## Exercise
Leave out the pictures, and retype the remaining data exactly.

## Data to process
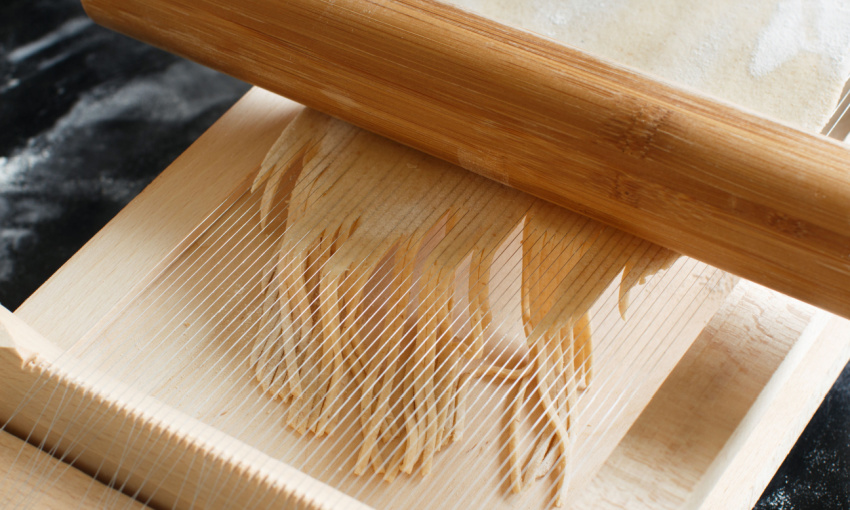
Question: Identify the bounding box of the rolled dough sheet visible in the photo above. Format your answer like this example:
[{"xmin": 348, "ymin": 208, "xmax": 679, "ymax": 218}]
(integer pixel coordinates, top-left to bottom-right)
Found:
[{"xmin": 448, "ymin": 0, "xmax": 850, "ymax": 132}]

## Result for this task
Question: Identify the bounding box of the rolled dough sheet visible in the photo above. Format your answer like this example:
[{"xmin": 348, "ymin": 208, "xmax": 679, "ymax": 218}]
(integer pixel coordinates, top-left to bottom-right)
Found:
[{"xmin": 448, "ymin": 0, "xmax": 850, "ymax": 132}]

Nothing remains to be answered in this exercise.